Each record that follows should be repeated exactly, with no pictures carried over.

───── Excerpted data ─────

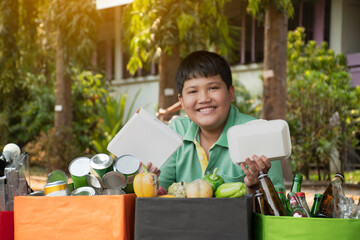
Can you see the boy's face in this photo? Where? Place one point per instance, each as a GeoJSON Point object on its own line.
{"type": "Point", "coordinates": [206, 101]}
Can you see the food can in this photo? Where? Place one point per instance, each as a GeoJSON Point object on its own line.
{"type": "Point", "coordinates": [84, 191]}
{"type": "Point", "coordinates": [54, 187]}
{"type": "Point", "coordinates": [114, 180]}
{"type": "Point", "coordinates": [95, 183]}
{"type": "Point", "coordinates": [57, 175]}
{"type": "Point", "coordinates": [78, 169]}
{"type": "Point", "coordinates": [129, 166]}
{"type": "Point", "coordinates": [100, 164]}
{"type": "Point", "coordinates": [113, 192]}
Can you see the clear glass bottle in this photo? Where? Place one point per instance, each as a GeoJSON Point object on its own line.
{"type": "Point", "coordinates": [282, 195]}
{"type": "Point", "coordinates": [271, 195]}
{"type": "Point", "coordinates": [302, 199]}
{"type": "Point", "coordinates": [296, 209]}
{"type": "Point", "coordinates": [316, 204]}
{"type": "Point", "coordinates": [296, 185]}
{"type": "Point", "coordinates": [325, 206]}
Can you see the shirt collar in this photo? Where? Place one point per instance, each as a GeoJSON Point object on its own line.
{"type": "Point", "coordinates": [193, 130]}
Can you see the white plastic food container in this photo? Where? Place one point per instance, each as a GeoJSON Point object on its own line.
{"type": "Point", "coordinates": [261, 137]}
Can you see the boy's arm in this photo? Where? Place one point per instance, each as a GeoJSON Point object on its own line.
{"type": "Point", "coordinates": [168, 172]}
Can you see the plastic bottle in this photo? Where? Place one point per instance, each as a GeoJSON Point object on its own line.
{"type": "Point", "coordinates": [296, 209]}
{"type": "Point", "coordinates": [271, 195]}
{"type": "Point", "coordinates": [325, 206]}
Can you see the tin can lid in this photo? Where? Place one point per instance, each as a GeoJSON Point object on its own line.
{"type": "Point", "coordinates": [80, 166]}
{"type": "Point", "coordinates": [101, 161]}
{"type": "Point", "coordinates": [83, 191]}
{"type": "Point", "coordinates": [114, 180]}
{"type": "Point", "coordinates": [127, 164]}
{"type": "Point", "coordinates": [113, 192]}
{"type": "Point", "coordinates": [93, 181]}
{"type": "Point", "coordinates": [57, 175]}
{"type": "Point", "coordinates": [55, 183]}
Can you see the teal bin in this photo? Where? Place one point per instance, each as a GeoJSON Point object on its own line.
{"type": "Point", "coordinates": [285, 228]}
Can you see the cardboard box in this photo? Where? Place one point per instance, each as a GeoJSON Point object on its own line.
{"type": "Point", "coordinates": [285, 228]}
{"type": "Point", "coordinates": [75, 217]}
{"type": "Point", "coordinates": [193, 218]}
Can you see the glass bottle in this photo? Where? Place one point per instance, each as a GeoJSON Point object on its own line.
{"type": "Point", "coordinates": [325, 206]}
{"type": "Point", "coordinates": [281, 192]}
{"type": "Point", "coordinates": [296, 209]}
{"type": "Point", "coordinates": [261, 205]}
{"type": "Point", "coordinates": [302, 199]}
{"type": "Point", "coordinates": [316, 204]}
{"type": "Point", "coordinates": [271, 195]}
{"type": "Point", "coordinates": [296, 185]}
{"type": "Point", "coordinates": [339, 203]}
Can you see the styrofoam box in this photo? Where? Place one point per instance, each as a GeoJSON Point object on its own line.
{"type": "Point", "coordinates": [261, 137]}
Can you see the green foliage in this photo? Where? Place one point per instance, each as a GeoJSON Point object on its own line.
{"type": "Point", "coordinates": [321, 104]}
{"type": "Point", "coordinates": [156, 25]}
{"type": "Point", "coordinates": [112, 119]}
{"type": "Point", "coordinates": [257, 7]}
{"type": "Point", "coordinates": [246, 102]}
{"type": "Point", "coordinates": [87, 91]}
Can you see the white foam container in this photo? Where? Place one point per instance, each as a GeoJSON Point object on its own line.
{"type": "Point", "coordinates": [261, 137]}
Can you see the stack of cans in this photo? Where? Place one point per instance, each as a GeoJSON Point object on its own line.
{"type": "Point", "coordinates": [94, 176]}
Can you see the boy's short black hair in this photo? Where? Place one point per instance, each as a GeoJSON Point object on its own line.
{"type": "Point", "coordinates": [202, 64]}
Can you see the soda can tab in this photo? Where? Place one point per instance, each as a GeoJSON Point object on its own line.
{"type": "Point", "coordinates": [95, 183]}
{"type": "Point", "coordinates": [84, 191]}
{"type": "Point", "coordinates": [114, 180]}
{"type": "Point", "coordinates": [57, 175]}
{"type": "Point", "coordinates": [100, 164]}
{"type": "Point", "coordinates": [54, 187]}
{"type": "Point", "coordinates": [78, 169]}
{"type": "Point", "coordinates": [129, 166]}
{"type": "Point", "coordinates": [113, 192]}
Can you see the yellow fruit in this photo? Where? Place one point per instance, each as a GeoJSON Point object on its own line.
{"type": "Point", "coordinates": [167, 196]}
{"type": "Point", "coordinates": [199, 189]}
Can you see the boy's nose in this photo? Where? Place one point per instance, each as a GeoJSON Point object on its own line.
{"type": "Point", "coordinates": [204, 97]}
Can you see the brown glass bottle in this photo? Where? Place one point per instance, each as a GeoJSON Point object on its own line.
{"type": "Point", "coordinates": [261, 205]}
{"type": "Point", "coordinates": [271, 195]}
{"type": "Point", "coordinates": [325, 206]}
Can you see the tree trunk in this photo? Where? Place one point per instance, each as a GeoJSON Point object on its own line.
{"type": "Point", "coordinates": [274, 87]}
{"type": "Point", "coordinates": [168, 65]}
{"type": "Point", "coordinates": [63, 105]}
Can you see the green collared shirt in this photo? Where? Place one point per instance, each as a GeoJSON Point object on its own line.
{"type": "Point", "coordinates": [184, 164]}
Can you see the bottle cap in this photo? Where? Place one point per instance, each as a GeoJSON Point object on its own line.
{"type": "Point", "coordinates": [300, 194]}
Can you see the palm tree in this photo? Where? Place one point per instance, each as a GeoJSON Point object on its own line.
{"type": "Point", "coordinates": [166, 30]}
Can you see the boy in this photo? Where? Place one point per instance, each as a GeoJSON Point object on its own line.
{"type": "Point", "coordinates": [204, 83]}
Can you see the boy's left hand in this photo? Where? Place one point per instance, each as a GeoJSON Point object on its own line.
{"type": "Point", "coordinates": [251, 180]}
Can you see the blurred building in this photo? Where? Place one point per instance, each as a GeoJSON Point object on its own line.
{"type": "Point", "coordinates": [333, 21]}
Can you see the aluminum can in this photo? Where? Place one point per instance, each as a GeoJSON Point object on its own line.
{"type": "Point", "coordinates": [100, 164]}
{"type": "Point", "coordinates": [54, 187]}
{"type": "Point", "coordinates": [78, 169]}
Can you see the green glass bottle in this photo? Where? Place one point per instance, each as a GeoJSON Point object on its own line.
{"type": "Point", "coordinates": [316, 204]}
{"type": "Point", "coordinates": [281, 192]}
{"type": "Point", "coordinates": [296, 185]}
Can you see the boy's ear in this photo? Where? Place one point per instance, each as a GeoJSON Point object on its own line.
{"type": "Point", "coordinates": [232, 93]}
{"type": "Point", "coordinates": [181, 101]}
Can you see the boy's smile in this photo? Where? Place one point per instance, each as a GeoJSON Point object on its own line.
{"type": "Point", "coordinates": [206, 101]}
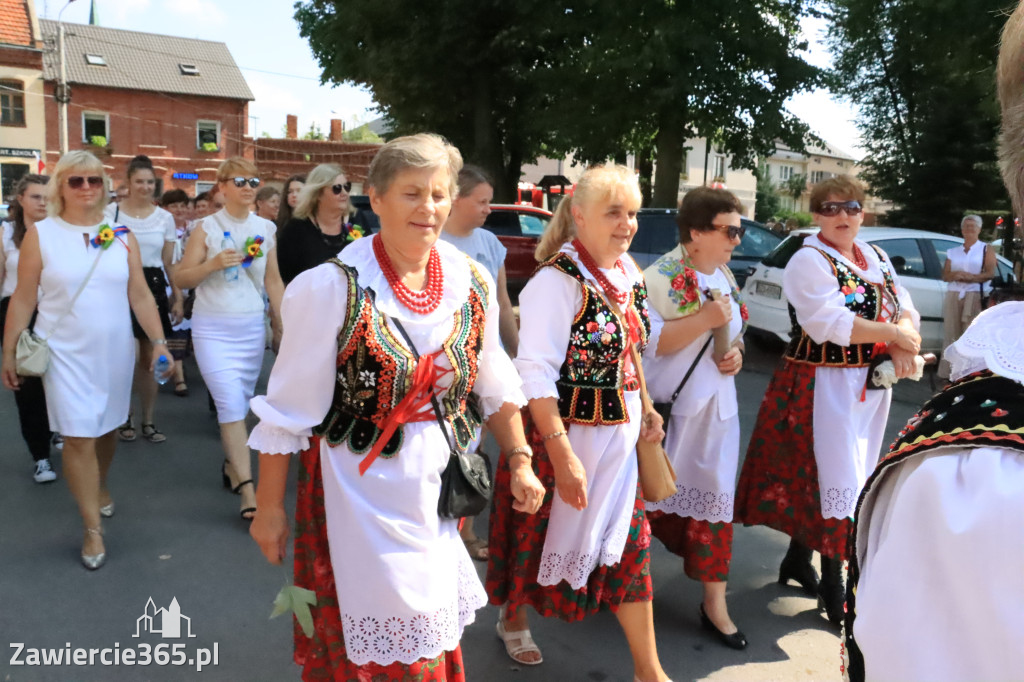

─────

Solution:
Can you see the boy's face in this photo? Where? Place one point per instance, each as a GeoJSON Point object on its own line.
{"type": "Point", "coordinates": [206, 101]}
Can you see the food can in this photo? Where? Place one point per instance, each as a GeoJSON Point object on its own line.
{"type": "Point", "coordinates": [84, 191]}
{"type": "Point", "coordinates": [54, 187]}
{"type": "Point", "coordinates": [114, 180]}
{"type": "Point", "coordinates": [95, 183]}
{"type": "Point", "coordinates": [57, 175]}
{"type": "Point", "coordinates": [78, 169]}
{"type": "Point", "coordinates": [129, 166]}
{"type": "Point", "coordinates": [100, 164]}
{"type": "Point", "coordinates": [113, 192]}
Can you see the clear glass bottle in this photo? Where? Place one point per instance, each as a GeoJSON Point object on its own line.
{"type": "Point", "coordinates": [282, 195]}
{"type": "Point", "coordinates": [271, 195]}
{"type": "Point", "coordinates": [302, 199]}
{"type": "Point", "coordinates": [296, 209]}
{"type": "Point", "coordinates": [316, 204]}
{"type": "Point", "coordinates": [296, 185]}
{"type": "Point", "coordinates": [325, 206]}
Can you see the shirt collar in this photo? Where? Place one point per instance, each as a GeoJSON Point object on its own line.
{"type": "Point", "coordinates": [193, 130]}
Can you see the white plastic food container in this photo? Where? Place one point per instance, each as a GeoJSON Point object on its own line.
{"type": "Point", "coordinates": [261, 137]}
Can you see the boy's arm in this photo? Where? Place one point per instance, each as a GeoJSON Point object on its own line.
{"type": "Point", "coordinates": [168, 172]}
Can you see the plastic bottle in this photo? Where? Place one point per instance, each as a GeoJSON Point object on its own line.
{"type": "Point", "coordinates": [296, 209]}
{"type": "Point", "coordinates": [271, 195]}
{"type": "Point", "coordinates": [325, 206]}
Can you see the tin can lid in this photo? Where? Place one point per instance, each as a GeoJSON Point object on its own line.
{"type": "Point", "coordinates": [80, 166]}
{"type": "Point", "coordinates": [101, 161]}
{"type": "Point", "coordinates": [83, 191]}
{"type": "Point", "coordinates": [114, 180]}
{"type": "Point", "coordinates": [127, 164]}
{"type": "Point", "coordinates": [113, 192]}
{"type": "Point", "coordinates": [93, 181]}
{"type": "Point", "coordinates": [57, 175]}
{"type": "Point", "coordinates": [55, 183]}
Can you see the teal bin in this photo? Where? Place one point per instance, each as a GeoJSON Point object on its own line.
{"type": "Point", "coordinates": [285, 228]}
Can you see the cardboard box in this photo? Where? Place one point per instance, each as a GeoJSON Point object on its own line.
{"type": "Point", "coordinates": [285, 228]}
{"type": "Point", "coordinates": [75, 217]}
{"type": "Point", "coordinates": [193, 218]}
Can you see the glass bottle in this photo? Where? Place one point per instance, each as a GeoJSON Point object on its own line.
{"type": "Point", "coordinates": [325, 206]}
{"type": "Point", "coordinates": [281, 192]}
{"type": "Point", "coordinates": [296, 209]}
{"type": "Point", "coordinates": [261, 205]}
{"type": "Point", "coordinates": [302, 199]}
{"type": "Point", "coordinates": [316, 204]}
{"type": "Point", "coordinates": [271, 195]}
{"type": "Point", "coordinates": [296, 185]}
{"type": "Point", "coordinates": [339, 203]}
Can you see the styrofoam box in this photo? Where? Place one point per instance, each as a GeoJSON Point object on its own line.
{"type": "Point", "coordinates": [261, 137]}
Can you see the green foliage in this photo? Where? Place one point per instance, each as a GeoJSON Point object on its own line.
{"type": "Point", "coordinates": [321, 104]}
{"type": "Point", "coordinates": [156, 25]}
{"type": "Point", "coordinates": [112, 119]}
{"type": "Point", "coordinates": [257, 7]}
{"type": "Point", "coordinates": [246, 102]}
{"type": "Point", "coordinates": [87, 91]}
Can you see the white foam container in this photo? Where? Place one point per instance, each as a GeoJSON Point object on its own line.
{"type": "Point", "coordinates": [261, 137]}
Can you see the stack of cans in this photo? Where? Place one point per instance, each as a GeoJSON Point object on its own line.
{"type": "Point", "coordinates": [94, 176]}
Can you see the boy's short black hair in this photo? Where? Place one point per instance, each as a GeoJSON Point object on its own line.
{"type": "Point", "coordinates": [202, 64]}
Can you see the soda can tab in this photo? Where? Place one point per instance, each as a GeoJSON Point object on its own line.
{"type": "Point", "coordinates": [95, 183]}
{"type": "Point", "coordinates": [84, 191]}
{"type": "Point", "coordinates": [114, 180]}
{"type": "Point", "coordinates": [57, 175]}
{"type": "Point", "coordinates": [100, 164]}
{"type": "Point", "coordinates": [54, 187]}
{"type": "Point", "coordinates": [78, 169]}
{"type": "Point", "coordinates": [129, 166]}
{"type": "Point", "coordinates": [113, 192]}
Can you see the yellow fruit in this photo? Where? Place one point per instance, each as a GeoJSON Point object on its own line.
{"type": "Point", "coordinates": [167, 196]}
{"type": "Point", "coordinates": [199, 189]}
Can you see the boy's nose in this photo? Where? Place one point per instance, each as a GeoJSON Point object on its own line.
{"type": "Point", "coordinates": [204, 97]}
Can you see the brown glass bottle in this photo? Where? Place one point per instance, each as a GeoJSON Point object on its own line.
{"type": "Point", "coordinates": [261, 205]}
{"type": "Point", "coordinates": [271, 195]}
{"type": "Point", "coordinates": [325, 206]}
Can you see the tree trunk in this photo? Where? Place one point per instance, each as a GeoJSON Point object on its own line.
{"type": "Point", "coordinates": [274, 87]}
{"type": "Point", "coordinates": [168, 65]}
{"type": "Point", "coordinates": [63, 105]}
Can you see the green collared shirt in this photo? Where? Place one point per instance, each as a GeoJSON Point object on its own line.
{"type": "Point", "coordinates": [184, 164]}
Can you see the bottle cap in this photo? Where? Place one point per instance, each as a GeoJSON Point object on its own line.
{"type": "Point", "coordinates": [300, 194]}
Can you see the palm tree in this photo? Where? Place one point per instance, each as a GeoJSON Point object on its own line.
{"type": "Point", "coordinates": [166, 30]}
Can you see the boy in this photo? Where? Place one point per instance, each as a GeoJSON Point object on its own line.
{"type": "Point", "coordinates": [204, 83]}
Can you see the boy's left hand in this photo? Where? Place one point per instance, each as a GeoJSON Point object on its own line.
{"type": "Point", "coordinates": [251, 180]}
Can you see the blurred building in this photo? Where? Place one point per instance, each as a GeoJSON Point object on its own line.
{"type": "Point", "coordinates": [333, 21]}
Can you see the aluminum can in this photo? Where? Place one point per instance, each as a GeoJSON Point object on its own line.
{"type": "Point", "coordinates": [100, 164]}
{"type": "Point", "coordinates": [54, 187]}
{"type": "Point", "coordinates": [78, 169]}
Can you see the green glass bottle in this photo? Where? Place one point per instance, each as a GeoJSON Point object on its own line.
{"type": "Point", "coordinates": [316, 204]}
{"type": "Point", "coordinates": [281, 192]}
{"type": "Point", "coordinates": [296, 185]}
Can you see the boy's ear in this photo? Where? Place one point per instance, each as a GeoJSON Point object on its own line.
{"type": "Point", "coordinates": [232, 93]}
{"type": "Point", "coordinates": [181, 101]}
Can you see the boy's smile in this photo? Where? Place one point per instance, each as a GeoJSON Point object on its own line.
{"type": "Point", "coordinates": [206, 101]}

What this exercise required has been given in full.